§ Arbeitsanweisung: Bitte schreiben Sie aus dem Text über das Café im Valentinspark den Abschnitt wörtlich ab, der bei den Wörtern „Die Kosten für“ beginnt, und hören Sie nach „Ballhausforum messen müssen.“ auf.

Martin Nieroda hat es im LLA vom 24.03.2012 gut getroffen:
„Erinnern Sie sich noch an einen der wenigen schönen verschneiten Tage des vergangenen Winters an dem Sie im Valentinspark waren, um mit Ihren Kindern Schlitten zu fahren oder mit Freunden Eisstock zu schießen oder auch nur, um spazieren zu gehen. Stellen Sie sich vor, wie es gewesen wäre, einen Kaffee einen heißen Tee oder vielleicht sogar einen Glühwein zusammen mit Ihren Lieben zu genießen. Oder die ersten warmen Sonnenstrahlen auf einem Stuhl vor einem Café im Valentinspark auf der Haut zu spüren. Schlägt Ihr Herz bei diesen Gedanken nicht schon ein wenig höher?“
Der Gedanke eines Cafes im Valentinspark ist verlockend und er ist es wert, ihn zu bedenken.
Die Kosten für das vorgesehene Cafe-Projekt werden auf 2-3 Millionen Euro geschätzt. Die Frage, ob ein Investor sich finden würde, wurde aber noch nie geklärt, da man die Idee weiterhin verschiebt und vor sich her trägt. Lediglich die CSU steht für das Cafe im Stadtrat ein.
Eine weitere, sinnlose Immobilie
„Wir wollen doch nicht noch eine Immobilie, die sich nicht vermarkten lässt, oder?“ – Martin Reichart (FB)
Da haben wir es: Die obligatorische Anspielung auf das Ballhausforum. Egal welches Bauvorhaben in den nächsten 2000 Jahren in Unterschleißheim angestrebt werden wird (und sei es auch die orginalgetreue Nachbildung der Pyramiden von Gizeh), es wird sich immer mit dem „Milliardengrab“ Ballhausforum messen müssen.
Die zur Spitze getriebene Repräsentation aller Bürger durch die Namensvettern „Freie Bürger“ offenbart sich auch hier: So ist diese Frage rhetorisch angehaucht, wird aber mit dem „oder?“ nichtig und verliert ihre Aussage. Immer eine Rückzugsmöglichkeit offenhalten.

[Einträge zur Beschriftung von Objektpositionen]
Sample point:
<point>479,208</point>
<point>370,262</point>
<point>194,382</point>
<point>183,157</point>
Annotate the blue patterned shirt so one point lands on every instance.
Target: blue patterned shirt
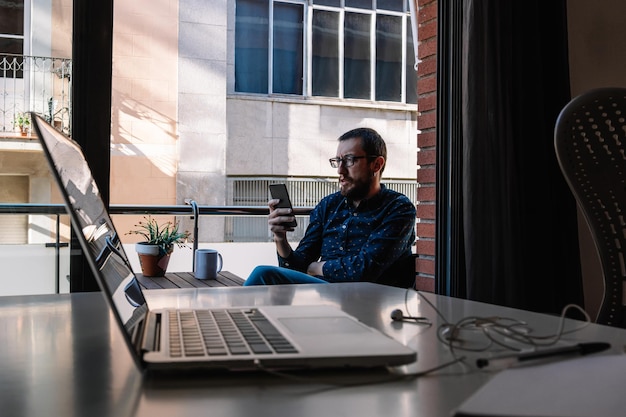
<point>357,243</point>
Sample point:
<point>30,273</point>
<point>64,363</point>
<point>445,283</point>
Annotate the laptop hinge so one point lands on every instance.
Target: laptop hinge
<point>152,333</point>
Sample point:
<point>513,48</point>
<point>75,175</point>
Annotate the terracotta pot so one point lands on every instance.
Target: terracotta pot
<point>152,265</point>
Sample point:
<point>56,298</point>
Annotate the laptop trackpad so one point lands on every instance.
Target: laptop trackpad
<point>322,325</point>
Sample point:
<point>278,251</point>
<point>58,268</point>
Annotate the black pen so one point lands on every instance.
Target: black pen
<point>507,360</point>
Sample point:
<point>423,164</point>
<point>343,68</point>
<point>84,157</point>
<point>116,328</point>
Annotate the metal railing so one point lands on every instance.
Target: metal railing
<point>191,208</point>
<point>35,83</point>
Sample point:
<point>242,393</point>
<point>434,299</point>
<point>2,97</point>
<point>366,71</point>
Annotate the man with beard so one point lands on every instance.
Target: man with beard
<point>363,232</point>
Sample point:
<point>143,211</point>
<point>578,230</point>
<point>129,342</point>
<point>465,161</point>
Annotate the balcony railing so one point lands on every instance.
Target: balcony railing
<point>35,83</point>
<point>32,268</point>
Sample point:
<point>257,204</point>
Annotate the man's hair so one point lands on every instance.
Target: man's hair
<point>371,142</point>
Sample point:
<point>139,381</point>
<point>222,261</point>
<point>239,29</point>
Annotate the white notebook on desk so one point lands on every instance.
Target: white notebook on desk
<point>590,386</point>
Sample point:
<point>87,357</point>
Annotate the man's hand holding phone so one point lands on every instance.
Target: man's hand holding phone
<point>281,218</point>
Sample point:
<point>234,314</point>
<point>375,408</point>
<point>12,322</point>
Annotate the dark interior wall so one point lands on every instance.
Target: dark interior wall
<point>597,56</point>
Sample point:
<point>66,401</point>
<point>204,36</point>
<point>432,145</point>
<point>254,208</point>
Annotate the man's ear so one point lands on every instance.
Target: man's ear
<point>379,162</point>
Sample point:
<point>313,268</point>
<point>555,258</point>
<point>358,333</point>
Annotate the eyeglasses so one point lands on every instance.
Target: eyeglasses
<point>347,160</point>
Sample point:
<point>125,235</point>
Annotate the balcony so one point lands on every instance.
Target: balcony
<point>34,83</point>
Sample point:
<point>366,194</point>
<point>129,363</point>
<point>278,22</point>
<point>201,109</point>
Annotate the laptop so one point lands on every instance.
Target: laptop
<point>237,338</point>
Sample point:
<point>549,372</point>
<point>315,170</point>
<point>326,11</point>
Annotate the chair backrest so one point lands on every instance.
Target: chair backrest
<point>590,144</point>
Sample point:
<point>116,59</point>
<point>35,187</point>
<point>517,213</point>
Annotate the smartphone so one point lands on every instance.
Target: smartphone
<point>280,192</point>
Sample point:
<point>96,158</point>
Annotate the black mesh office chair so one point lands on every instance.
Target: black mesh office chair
<point>590,144</point>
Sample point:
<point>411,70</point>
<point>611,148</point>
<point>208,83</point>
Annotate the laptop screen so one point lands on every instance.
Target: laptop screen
<point>93,225</point>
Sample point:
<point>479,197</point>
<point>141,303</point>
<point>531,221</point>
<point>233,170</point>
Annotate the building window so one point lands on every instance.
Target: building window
<point>11,38</point>
<point>346,49</point>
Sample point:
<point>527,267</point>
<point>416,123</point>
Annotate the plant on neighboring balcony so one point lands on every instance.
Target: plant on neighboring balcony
<point>165,236</point>
<point>22,120</point>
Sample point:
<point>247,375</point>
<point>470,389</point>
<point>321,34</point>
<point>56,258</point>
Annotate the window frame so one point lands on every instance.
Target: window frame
<point>309,8</point>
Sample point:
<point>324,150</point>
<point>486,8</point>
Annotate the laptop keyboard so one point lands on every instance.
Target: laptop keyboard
<point>224,332</point>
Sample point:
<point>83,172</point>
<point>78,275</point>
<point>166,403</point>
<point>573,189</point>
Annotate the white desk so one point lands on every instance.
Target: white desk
<point>60,355</point>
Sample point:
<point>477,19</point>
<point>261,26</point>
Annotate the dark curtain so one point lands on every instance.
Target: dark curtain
<point>517,218</point>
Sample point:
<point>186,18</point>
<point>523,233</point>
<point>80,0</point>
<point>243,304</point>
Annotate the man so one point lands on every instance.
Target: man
<point>360,233</point>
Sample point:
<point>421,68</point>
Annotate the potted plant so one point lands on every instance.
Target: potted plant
<point>22,120</point>
<point>154,253</point>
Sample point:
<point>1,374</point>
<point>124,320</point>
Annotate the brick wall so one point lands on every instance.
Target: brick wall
<point>426,159</point>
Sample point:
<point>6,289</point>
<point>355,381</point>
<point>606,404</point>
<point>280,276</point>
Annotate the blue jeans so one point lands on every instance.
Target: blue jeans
<point>272,275</point>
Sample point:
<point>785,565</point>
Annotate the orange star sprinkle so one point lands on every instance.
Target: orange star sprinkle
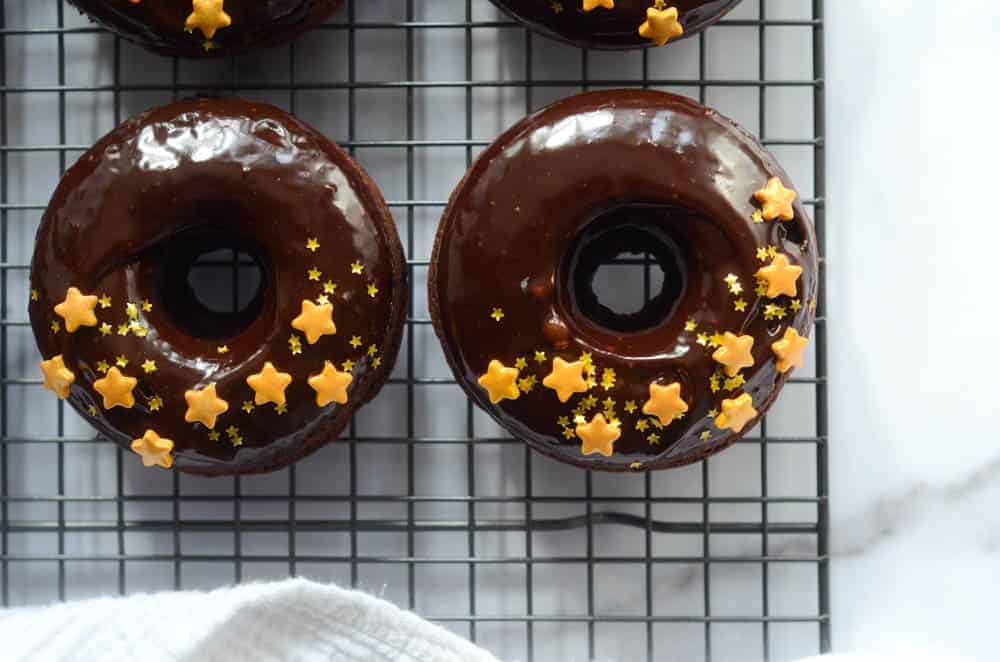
<point>776,200</point>
<point>315,321</point>
<point>330,385</point>
<point>665,402</point>
<point>780,276</point>
<point>57,376</point>
<point>116,389</point>
<point>269,385</point>
<point>77,309</point>
<point>204,406</point>
<point>154,450</point>
<point>598,436</point>
<point>790,350</point>
<point>734,353</point>
<point>736,413</point>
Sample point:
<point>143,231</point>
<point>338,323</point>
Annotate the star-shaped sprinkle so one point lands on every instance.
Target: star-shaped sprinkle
<point>207,16</point>
<point>204,406</point>
<point>790,350</point>
<point>665,402</point>
<point>315,321</point>
<point>269,385</point>
<point>116,389</point>
<point>598,436</point>
<point>661,25</point>
<point>736,413</point>
<point>500,382</point>
<point>780,276</point>
<point>776,201</point>
<point>330,385</point>
<point>566,378</point>
<point>734,353</point>
<point>154,450</point>
<point>58,377</point>
<point>77,309</point>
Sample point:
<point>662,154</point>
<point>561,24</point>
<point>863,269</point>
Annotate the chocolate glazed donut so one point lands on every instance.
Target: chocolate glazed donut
<point>198,28</point>
<point>572,188</point>
<point>124,336</point>
<point>617,24</point>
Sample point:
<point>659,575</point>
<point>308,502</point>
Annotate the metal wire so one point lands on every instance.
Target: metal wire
<point>653,511</point>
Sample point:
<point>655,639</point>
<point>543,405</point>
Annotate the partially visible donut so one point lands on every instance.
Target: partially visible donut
<point>126,340</point>
<point>570,188</point>
<point>197,28</point>
<point>615,24</point>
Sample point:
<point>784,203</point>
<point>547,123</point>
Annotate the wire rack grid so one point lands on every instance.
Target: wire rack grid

§ Erledigte Aufgabe:
Die Kosten für das vorgesehene Cafe-Projekt werden auf 2-3 Millionen Euro geschätzt. Die Frage, ob ein Investor sich finden würde, wurde aber noch nie geklärt, da man die Idee weiterhin verschiebt und vor sich her trägt. Lediglich die CSU steht für das Cafe im Stadtrat ein.
Eine weitere, sinnlose Immobilie
„Wir wollen doch nicht noch eine Immobilie, die sich nicht vermarkten lässt, oder?“ – Martin Reichart (FB)
Da haben wir es: Die obligatorische Anspielung auf das Ballhausforum. Egal welches Bauvorhaben in den nächsten 2000 Jahren in Unterschleißheim angestrebt werden wird (und sei es auch die orginalgetreue Nachbildung der Pyramiden von Gizeh), es wird sich immer mit dem „Milliardengrab“ Ballhausforum messen müssen.